■ **Brano proposto**
================
Il posto in terapia di finerenone
Finerenone ha dimostrato, dunque, un’importante capacità protettiva sia renale che cardiovascolare in pazienti con CKD associata a diabete di tipo 2, in presenza di una buona safety
Questo interesse è stato ampiamente riconosciuto dalla recente introduzione di finerenone all’interno delle ultime Linee Guida delle società ADA14 – American Diabetes Association e KDIGO10,15 – Kidney Disease Improving Global Outcomes, e del documento di consensus tra queste società.

Un tema cruciale, discusso ed esplicitato attraverso la costruzione di nuovi algoritmi terapeutici dalle società scientifiche citate, è stato quello di posizionare finerenone quale terzo “pillar” per la gestione della CKD, con persistente albuminuria, associata a T2D, sulla base delle importanti e promettenti evidenze di preclinica.
================
■ **Sezione dati**
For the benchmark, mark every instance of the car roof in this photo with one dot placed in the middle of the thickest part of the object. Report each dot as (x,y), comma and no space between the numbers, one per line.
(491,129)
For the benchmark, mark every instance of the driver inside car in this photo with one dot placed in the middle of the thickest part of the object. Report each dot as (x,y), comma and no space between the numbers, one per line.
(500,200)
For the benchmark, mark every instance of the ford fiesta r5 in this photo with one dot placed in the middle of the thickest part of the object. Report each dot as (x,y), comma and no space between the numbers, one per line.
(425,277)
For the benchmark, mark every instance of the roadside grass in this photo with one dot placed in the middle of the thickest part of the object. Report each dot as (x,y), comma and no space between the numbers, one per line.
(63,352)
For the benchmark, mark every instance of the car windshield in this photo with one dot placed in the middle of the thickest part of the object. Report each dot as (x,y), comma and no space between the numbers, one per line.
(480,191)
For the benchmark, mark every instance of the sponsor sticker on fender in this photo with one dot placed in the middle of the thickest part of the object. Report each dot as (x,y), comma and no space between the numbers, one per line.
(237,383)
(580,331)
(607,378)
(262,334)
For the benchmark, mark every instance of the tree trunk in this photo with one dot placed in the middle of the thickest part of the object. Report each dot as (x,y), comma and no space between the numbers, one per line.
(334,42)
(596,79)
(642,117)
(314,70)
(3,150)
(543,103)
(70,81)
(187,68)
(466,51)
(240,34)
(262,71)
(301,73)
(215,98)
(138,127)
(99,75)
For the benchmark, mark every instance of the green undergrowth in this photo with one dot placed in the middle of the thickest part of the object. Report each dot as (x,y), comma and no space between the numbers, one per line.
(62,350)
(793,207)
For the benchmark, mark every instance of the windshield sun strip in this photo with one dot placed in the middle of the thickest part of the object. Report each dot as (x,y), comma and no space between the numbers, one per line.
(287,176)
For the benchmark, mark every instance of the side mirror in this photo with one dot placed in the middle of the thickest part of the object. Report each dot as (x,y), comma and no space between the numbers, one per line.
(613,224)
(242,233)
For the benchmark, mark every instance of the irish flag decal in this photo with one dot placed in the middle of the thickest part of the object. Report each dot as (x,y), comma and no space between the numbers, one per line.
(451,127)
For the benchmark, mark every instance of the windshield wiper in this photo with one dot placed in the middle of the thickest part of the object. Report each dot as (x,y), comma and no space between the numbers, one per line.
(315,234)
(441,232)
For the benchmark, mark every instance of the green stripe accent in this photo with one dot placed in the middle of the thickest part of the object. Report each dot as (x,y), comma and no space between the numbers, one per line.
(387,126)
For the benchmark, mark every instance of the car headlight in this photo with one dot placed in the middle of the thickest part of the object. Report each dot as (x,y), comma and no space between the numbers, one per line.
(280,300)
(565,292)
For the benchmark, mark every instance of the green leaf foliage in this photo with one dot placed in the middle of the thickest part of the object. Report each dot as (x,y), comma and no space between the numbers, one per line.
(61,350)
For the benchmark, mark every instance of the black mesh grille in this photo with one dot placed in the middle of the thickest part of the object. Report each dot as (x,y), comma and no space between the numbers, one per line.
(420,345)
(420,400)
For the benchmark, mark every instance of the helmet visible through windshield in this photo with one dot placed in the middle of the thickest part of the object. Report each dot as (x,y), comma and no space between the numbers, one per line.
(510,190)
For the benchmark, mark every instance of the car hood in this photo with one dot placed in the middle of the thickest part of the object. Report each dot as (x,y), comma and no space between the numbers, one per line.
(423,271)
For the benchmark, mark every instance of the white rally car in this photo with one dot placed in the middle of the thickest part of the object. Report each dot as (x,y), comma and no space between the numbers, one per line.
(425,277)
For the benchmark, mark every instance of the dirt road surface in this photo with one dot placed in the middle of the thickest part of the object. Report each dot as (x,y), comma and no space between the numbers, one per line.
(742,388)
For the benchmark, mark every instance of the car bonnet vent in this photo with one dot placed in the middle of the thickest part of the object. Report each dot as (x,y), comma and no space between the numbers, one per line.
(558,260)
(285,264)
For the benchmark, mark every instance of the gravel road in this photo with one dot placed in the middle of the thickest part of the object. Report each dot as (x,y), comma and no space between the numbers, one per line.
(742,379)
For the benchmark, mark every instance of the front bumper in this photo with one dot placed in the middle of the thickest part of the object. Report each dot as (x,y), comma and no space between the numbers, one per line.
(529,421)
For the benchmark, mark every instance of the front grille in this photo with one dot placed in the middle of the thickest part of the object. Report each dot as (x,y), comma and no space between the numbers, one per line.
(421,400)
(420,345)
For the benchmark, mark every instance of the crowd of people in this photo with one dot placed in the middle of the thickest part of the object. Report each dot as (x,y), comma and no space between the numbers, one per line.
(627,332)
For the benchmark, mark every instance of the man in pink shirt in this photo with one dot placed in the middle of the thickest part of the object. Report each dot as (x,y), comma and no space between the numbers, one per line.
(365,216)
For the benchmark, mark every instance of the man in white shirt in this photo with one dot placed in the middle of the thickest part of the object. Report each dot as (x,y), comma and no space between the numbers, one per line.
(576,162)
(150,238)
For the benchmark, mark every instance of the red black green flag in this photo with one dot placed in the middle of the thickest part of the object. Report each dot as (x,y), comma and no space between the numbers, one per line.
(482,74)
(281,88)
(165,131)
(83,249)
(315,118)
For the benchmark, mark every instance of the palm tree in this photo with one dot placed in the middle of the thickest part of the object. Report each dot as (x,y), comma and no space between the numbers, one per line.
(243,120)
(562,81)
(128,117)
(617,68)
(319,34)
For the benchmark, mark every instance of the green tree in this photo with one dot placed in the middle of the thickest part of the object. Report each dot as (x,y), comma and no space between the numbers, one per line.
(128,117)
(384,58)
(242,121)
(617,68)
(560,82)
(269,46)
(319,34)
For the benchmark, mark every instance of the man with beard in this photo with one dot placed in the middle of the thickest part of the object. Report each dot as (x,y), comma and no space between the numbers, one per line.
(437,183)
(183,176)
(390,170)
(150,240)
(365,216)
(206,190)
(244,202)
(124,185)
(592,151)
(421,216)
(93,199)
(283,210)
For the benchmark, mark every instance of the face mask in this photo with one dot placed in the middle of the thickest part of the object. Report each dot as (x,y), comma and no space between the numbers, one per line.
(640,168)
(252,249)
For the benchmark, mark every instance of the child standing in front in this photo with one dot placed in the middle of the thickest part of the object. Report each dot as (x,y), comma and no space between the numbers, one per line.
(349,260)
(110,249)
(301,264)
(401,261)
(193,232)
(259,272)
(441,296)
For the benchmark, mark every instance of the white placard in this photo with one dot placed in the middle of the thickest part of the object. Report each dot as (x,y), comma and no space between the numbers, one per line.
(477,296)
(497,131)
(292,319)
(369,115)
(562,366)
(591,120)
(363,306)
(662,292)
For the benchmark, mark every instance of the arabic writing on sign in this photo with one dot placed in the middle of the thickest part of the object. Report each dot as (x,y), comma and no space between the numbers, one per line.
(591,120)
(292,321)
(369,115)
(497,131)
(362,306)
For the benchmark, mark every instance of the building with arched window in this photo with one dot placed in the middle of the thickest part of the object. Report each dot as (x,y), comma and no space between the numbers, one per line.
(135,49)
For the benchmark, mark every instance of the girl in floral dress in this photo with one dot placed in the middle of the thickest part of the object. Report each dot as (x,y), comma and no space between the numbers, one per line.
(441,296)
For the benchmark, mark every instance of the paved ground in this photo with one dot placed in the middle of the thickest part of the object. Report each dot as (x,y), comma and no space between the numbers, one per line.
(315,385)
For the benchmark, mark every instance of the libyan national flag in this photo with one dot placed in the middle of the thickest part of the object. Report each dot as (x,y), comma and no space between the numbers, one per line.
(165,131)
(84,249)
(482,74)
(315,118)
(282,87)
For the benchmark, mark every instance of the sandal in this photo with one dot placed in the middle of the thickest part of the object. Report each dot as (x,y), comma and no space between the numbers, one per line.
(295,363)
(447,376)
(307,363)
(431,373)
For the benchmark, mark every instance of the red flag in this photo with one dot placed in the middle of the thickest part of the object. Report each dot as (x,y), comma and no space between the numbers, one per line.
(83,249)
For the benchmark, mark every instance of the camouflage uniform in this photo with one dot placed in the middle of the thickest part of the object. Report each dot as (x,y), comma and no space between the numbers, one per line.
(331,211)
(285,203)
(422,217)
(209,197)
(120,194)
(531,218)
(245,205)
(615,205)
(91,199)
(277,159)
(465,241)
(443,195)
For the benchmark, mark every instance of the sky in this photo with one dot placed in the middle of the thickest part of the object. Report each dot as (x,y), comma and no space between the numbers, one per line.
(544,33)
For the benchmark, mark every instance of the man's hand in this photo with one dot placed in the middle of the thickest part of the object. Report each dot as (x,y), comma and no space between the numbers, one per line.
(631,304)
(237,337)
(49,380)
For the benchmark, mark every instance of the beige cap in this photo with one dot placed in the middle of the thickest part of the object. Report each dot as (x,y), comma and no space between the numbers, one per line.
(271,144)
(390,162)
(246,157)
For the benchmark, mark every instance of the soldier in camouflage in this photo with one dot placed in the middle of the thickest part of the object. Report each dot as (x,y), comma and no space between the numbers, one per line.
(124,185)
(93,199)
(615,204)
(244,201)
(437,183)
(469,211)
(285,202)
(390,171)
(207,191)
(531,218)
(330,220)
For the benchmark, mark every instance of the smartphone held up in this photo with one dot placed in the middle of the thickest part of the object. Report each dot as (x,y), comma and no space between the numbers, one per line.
================
■ **Consegne dell'esercizio**
A) Riassumi in due frasi il brano su finerenone.
B) Trascrivi parola per parola il brano su finerenone, riportando tutto ciò che va da "Il posto in" fino a "tra queste società.".
C) Scrivi il seguito del brano su finerenone, riprendendo subito dopo la sua ultima frase.

■ **Risposte dell'esercizio**
A) Finerenone ha mostrato un'importante capacità protettiva, sia renale sia cardiovascolare, in pazienti con CKD associata a diabete di tipo 2, con una buona safety. Per questo è stato introdotto nelle ultime Linee Guida di ADA e KDIGO e nel loro documento di consensus, che lo posizionano come terzo "pillar" nella gestione della CKD con albuminuria persistente associata a T2D.

B)
Il posto in terapia di finerenone
Finerenone ha dimostrato, dunque, un’importante capacità protettiva sia renale che cardiovascolare in pazienti con CKD associata a diabete di tipo 2, in presenza di una buona safety
Questo interesse è stato ampiamente riconosciuto dalla recente introduzione di finerenone all’interno delle ultime Linee Guida delle società ADA14 – American Diabetes Association e KDIGO10,15 – Kidney Disease Improving Global Outcomes, e del documento di consensus tra queste società.

C)
“L’evoluzione della strategia multifattoriale prevede, quindi, l’impiego dei RASi (inibitori del sistema renina – angiotensina) e di un SGLT2i, attualmente riconosciuti come standard di cura in questo setting di pazienti, con l’aggiunta di un MRA non-steroideo, finerenone, per ridurre ulteriormente l’elevato rischio residuo – continua il Professor Gesualdo – Nel documento di consensus ADA-KDIGO finerenone entra, dunque, nell’algoritmo di terapia come ‘Additional risk-based therapy’, on top alla prima linea di trattamento. Il fatto estremamente rilevante è che stiamo parlando di una popolazione di pazienti ad elevato rischio, caratterizzati da uno stadio avanzato della patologia (stadi 3 e 4) e da albuminuria persistente (≥30 mg/g)”.

Infine, oltre a quello nefrologico e diabetologico, anche nell’ambito della prevenzione cardiovascolare, le Linee Guida dell’ESC – European Society of Cardiology raccomandano, per la prima volta, l’impiego di finerenone con il massimo livello di raccomandazione ed evidenza, sia nei pazienti con CKD associata a T2D per la prevenzione di eventi CV e di danno renale, che in quelli con insufficienza cardiaca cronica.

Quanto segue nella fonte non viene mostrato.